*Task prompt:*
Reproduce all of the lines below verbatim, in the same order.

*Given data:*
_ _ _

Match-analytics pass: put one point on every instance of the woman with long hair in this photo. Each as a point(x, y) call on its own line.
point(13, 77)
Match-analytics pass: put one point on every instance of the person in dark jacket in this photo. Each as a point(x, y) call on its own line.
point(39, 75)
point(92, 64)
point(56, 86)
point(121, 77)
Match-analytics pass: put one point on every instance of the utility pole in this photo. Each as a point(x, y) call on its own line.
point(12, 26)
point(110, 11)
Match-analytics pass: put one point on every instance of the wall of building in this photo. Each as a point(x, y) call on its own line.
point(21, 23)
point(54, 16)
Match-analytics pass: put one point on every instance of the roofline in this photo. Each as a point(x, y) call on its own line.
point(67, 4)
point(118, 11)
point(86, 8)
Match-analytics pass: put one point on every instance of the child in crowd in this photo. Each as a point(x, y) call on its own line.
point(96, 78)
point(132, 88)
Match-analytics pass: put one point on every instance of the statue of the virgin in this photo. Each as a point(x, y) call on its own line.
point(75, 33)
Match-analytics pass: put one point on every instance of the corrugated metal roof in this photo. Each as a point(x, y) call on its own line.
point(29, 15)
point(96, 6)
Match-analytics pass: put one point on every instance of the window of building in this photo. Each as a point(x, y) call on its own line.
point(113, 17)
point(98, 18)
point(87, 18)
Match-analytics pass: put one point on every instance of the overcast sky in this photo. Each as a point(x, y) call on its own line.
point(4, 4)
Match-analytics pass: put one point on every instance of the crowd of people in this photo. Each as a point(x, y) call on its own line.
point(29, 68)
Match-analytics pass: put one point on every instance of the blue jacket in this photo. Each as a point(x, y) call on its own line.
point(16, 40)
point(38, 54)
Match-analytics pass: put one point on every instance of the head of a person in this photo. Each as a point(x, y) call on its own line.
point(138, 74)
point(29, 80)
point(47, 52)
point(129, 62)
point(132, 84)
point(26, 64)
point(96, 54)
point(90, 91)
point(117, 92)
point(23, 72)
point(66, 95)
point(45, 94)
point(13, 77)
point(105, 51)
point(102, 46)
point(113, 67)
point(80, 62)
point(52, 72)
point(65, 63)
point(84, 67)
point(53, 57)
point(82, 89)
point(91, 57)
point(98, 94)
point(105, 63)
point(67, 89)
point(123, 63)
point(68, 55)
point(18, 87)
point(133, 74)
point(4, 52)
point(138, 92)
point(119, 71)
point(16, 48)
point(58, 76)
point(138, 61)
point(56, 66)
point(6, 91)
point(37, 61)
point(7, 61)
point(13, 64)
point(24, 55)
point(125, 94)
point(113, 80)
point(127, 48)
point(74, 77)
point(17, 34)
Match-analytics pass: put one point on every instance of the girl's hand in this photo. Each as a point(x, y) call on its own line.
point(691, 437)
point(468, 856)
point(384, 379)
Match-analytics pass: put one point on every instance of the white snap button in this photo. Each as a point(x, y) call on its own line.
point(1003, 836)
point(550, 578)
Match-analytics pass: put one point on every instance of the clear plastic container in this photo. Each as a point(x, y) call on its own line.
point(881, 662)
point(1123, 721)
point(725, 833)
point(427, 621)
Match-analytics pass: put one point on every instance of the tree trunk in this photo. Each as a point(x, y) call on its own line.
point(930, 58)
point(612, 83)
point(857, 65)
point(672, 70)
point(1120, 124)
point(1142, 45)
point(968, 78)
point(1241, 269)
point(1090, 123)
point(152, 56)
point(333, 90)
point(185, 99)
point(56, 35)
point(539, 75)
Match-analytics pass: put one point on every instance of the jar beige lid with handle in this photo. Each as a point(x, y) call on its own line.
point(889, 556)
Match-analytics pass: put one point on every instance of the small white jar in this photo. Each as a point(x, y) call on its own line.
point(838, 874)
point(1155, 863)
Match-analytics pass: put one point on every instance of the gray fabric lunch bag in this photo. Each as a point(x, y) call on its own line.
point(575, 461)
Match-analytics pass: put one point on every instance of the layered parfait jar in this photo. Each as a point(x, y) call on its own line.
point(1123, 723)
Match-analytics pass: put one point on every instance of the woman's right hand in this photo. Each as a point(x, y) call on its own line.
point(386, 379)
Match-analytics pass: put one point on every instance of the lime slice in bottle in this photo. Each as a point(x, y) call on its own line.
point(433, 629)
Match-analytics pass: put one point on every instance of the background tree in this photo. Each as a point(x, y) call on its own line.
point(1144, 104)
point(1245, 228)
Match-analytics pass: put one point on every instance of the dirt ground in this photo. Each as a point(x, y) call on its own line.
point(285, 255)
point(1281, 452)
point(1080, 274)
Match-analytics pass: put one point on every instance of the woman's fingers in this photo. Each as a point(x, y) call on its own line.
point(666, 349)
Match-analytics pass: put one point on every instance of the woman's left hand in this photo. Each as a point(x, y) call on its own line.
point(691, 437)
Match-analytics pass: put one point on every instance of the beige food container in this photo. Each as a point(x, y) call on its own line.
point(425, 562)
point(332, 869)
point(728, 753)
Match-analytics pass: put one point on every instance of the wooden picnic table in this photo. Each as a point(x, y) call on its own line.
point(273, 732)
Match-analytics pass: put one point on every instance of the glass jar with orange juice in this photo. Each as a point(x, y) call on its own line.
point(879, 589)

_ _ _

*Result:*
Match-analytics pass: put one point on every instance of the woman with long hair in this photo. Each as a point(x, y) call on its own line.
point(13, 77)
Match-analytics pass: put one point on every instance of the person in dark jacket in this photo. Each as a point(x, y) call on its own line.
point(39, 75)
point(92, 64)
point(56, 86)
point(121, 77)
Match-analytics pass: put one point on every instance of the utility pole in this photo. Each as a point(x, y) call on its own line.
point(12, 26)
point(110, 11)
Match-analytics pass: put one point on every instance of the wall of building in this photo. Each as a point(x, y) call on its own line.
point(21, 23)
point(54, 16)
Match-analytics pass: put one point on every instance of the roofline in this photo. Each as a point(x, y) call on its own line.
point(67, 4)
point(118, 11)
point(86, 8)
Match-analytics pass: put one point on every instance of the child in crowd in this photo. Each as a point(x, y) call on its own line.
point(96, 78)
point(132, 88)
Match-analytics pass: put one point on every instance of the statue of the virgin in this photo. Each as a point(x, y) call on its own line.
point(75, 33)
Match-analytics pass: put one point on every instance of the corrugated metal roof in this photo. Each as a point(x, y) call on its own line.
point(29, 15)
point(96, 6)
Match-analytics pass: put one point on every instance of the window of building in this photo. Each as a point(x, y) call on its own line.
point(113, 17)
point(98, 18)
point(87, 18)
Match-analytics pass: put one point on every instance of the overcast sky in this photo. Each as a point(x, y) call on its own line.
point(4, 4)
Match-analytics pass: put one point on every instance of the crowd of people in this photo. Each as a point(x, y) call on its own line.
point(29, 68)
Match-analytics pass: put one point on every instance of the blue jacket in this photo. Each as a point(x, y) call on its own line.
point(16, 40)
point(38, 54)
Match-analytics pass: put one point on every instance of the head of a person in this photo. Each as a point(x, y) call on its own line.
point(138, 74)
point(29, 80)
point(47, 52)
point(129, 62)
point(132, 84)
point(26, 64)
point(96, 54)
point(90, 91)
point(117, 92)
point(23, 72)
point(66, 95)
point(45, 94)
point(13, 77)
point(105, 51)
point(102, 46)
point(113, 67)
point(80, 62)
point(52, 72)
point(65, 63)
point(84, 67)
point(53, 57)
point(82, 89)
point(91, 57)
point(98, 94)
point(105, 63)
point(67, 89)
point(123, 63)
point(68, 55)
point(18, 87)
point(133, 74)
point(4, 52)
point(138, 92)
point(119, 71)
point(16, 48)
point(58, 76)
point(138, 61)
point(56, 66)
point(6, 91)
point(37, 61)
point(7, 61)
point(13, 64)
point(24, 55)
point(125, 94)
point(113, 80)
point(127, 48)
point(74, 77)
point(17, 34)
Match-analytics pass: put one point on every instance of the girl's hand in this photo. Each as a point(x, y) call on its own line.
point(691, 437)
point(468, 856)
point(384, 379)
Match-analytics pass: put one point on every instance of the white snap button in this photo. Each as a point(x, y) call on its own line.
point(1003, 836)
point(550, 578)
Match-analytics pass: put one point on every instance of the clear plastic container in this photo. Each as a point(x, y) call on its own line.
point(881, 662)
point(1123, 721)
point(725, 833)
point(427, 621)
Match-analytics pass: put one point on every instance of the tree trunk in this photo. Each as a point(x, y) call on its own line.
point(930, 58)
point(612, 83)
point(857, 65)
point(672, 70)
point(1120, 124)
point(1142, 45)
point(968, 78)
point(1241, 269)
point(1090, 123)
point(152, 56)
point(333, 90)
point(185, 99)
point(56, 35)
point(539, 75)
Match-analytics pass: put one point on every instance of the jar beige lid with handle in this photo. Each as a point(x, y) call on its own line.
point(889, 556)
Match-analytics pass: put one point on every instance of the small white jar in this photo. Each as a point(x, y) call on its own line.
point(838, 874)
point(1155, 863)
Match-analytics pass: put one point on every instance of the gray fabric lunch bag in this photo. Each as a point(x, y) call on its own line.
point(575, 461)
Match-analytics pass: put one point on every instance of the layered parfait jar in this photo. Each as a point(x, y) call on its own line.
point(1123, 723)
Match-analytics pass: put one point on every instance of the woman's right hand in this photo. Each as a point(x, y) call on its own line.
point(386, 379)
Match-analytics pass: put one point on every instance of the lime slice in bottle in this photo. Each as a point(x, y) call on its own line.
point(433, 629)
Match-analytics pass: put one point on every instance of the background tree in this photo. Each as a point(x, y) call on its own line.
point(1144, 104)
point(1245, 228)
Match-analytics pass: put one point on every instance of the dirt ground in this photo. Each as a point(x, y) call on its own line.
point(285, 255)
point(1281, 452)
point(1080, 274)
Match-analytics pass: put one point on every instance of the woman's fingers in this photo. Each as a point(x, y) call on its own line.
point(666, 349)
Match-analytics pass: put one point on every instance of the woman's left hand in this photo. Each as a point(x, y) call on its own line.
point(691, 437)
Match-analytics pass: put one point on every instance of the beige food container in this photo. Each as a point(x, y) call on its own line.
point(425, 562)
point(332, 869)
point(728, 753)
Match-analytics pass: put one point on every instance of the wooden picnic table in this photo. Each as a point(x, y) call on its own line.
point(273, 732)
Match-analytics pass: put one point on every instance of the glass jar with orange juice in this photo. Each as a point(x, y) call on its own line.
point(879, 589)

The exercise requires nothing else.